§ **Given request A**:
In the excerpt on the Kasunduan between Pajuyo and Guevarra, what duty did the Kasunduan place on Guevarra in place of rent?
§ **Given request B**:
Condense the paragraph in the Kasunduan excerpt that begins "Even assuming that the relationship" into one shorter sentence that keeps its main facts.

§ **Quoted text**:
** Begin **

The Kasunduan reveals that the accommodation accorded by Pajuyo to Guevarra was not essentially gratuitous. While the Kasunduan
did not require Guevarra to pay rent, it obligated him to maintain the property in good condition. The imposition of this obligation makes
the Kasunduan a contract different from a commodatum. The effects of the Kasunduan are also different from that of a commodatum.
Case law on ejectment has treated relationship based on tolerance as one that is akin to a landlord-tenant relationship where the
withdrawal of permission would result in the termination of the lease. The tenants withholding of the property would then be unlawful.
This is settled jurisprudence.

Even assuming that the relationship between Pajuyo and Guevarra is one of commodatum, Guevarra as bailee would still have the duty
to turn over possession of the property to Pajuyo, the bailor. The obligation to deliver or to return the thing received attaches to
contracts for safekeeping, or contracts of commission, administration and commodatum. These contracts certainly involve the obligation
to deliver or return the thing received.

Guevarra turned his back on the Kasunduan on the sole ground that like him, Pajuyo is also a squatter. Squatters, Guevarra pointed
out, cannot enter into a contract involving the land they illegally occupy. Guevarra insists that the contract is void.

Guevarra should know that there must be honor even between squatters. Guevarra freely entered into the Kasunduan. Guevarra
cannot now impugn the Kasunduan after he had benefited from it. The Kasunduan binds Guevarra.

The Kasunduan is not void for purposes of determining who between Pajuyo and Guevarra has a right to physical possession of the
contested property. The Kasunduan is the undeniable evidence of Guevarras recognition of Pajuyos better right of physical possession.
Guevarra is clearly a possessor in bad faith. The absence of a contract would not yield a different result, as there would still be an
implied promise to vacate.

COMMODATUM, ARTICLES 1935 TO 1952, CIVIL CODE

Article 1935. The bailee in commodatum acquires the use of the thing loaned but not its fruits; if any compensation is to be paid by him
who acquires the use, the contract ceases to be a commodatum. (1941a)

** End **

§ **Extracted entries**:
** Begin **

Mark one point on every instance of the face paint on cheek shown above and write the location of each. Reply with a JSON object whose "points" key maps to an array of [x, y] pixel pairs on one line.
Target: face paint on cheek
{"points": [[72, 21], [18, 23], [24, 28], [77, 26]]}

** End **
** Begin **

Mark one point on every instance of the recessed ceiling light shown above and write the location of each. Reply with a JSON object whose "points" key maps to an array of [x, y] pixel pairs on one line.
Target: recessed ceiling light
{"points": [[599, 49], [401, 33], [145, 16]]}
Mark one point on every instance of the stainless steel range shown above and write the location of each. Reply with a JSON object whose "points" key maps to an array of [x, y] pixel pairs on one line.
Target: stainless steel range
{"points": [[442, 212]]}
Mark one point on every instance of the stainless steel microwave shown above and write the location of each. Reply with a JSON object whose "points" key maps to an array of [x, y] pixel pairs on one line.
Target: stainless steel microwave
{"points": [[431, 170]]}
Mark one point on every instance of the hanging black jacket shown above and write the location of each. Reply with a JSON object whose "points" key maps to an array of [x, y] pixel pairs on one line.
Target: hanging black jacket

** End **

§ **Written reply A**:
It obligated Guevarra to maintain the property in good condition.

§ **Written reply B**:
Even if the arrangement between Pajuyo and Guevarra were a commodatum, Guevarra as bailee would still have to return possession of the property to Pajuyo as bailor, because contracts for safekeeping, commission, administration and commodatum all carry the obligation to deliver or return the thing received.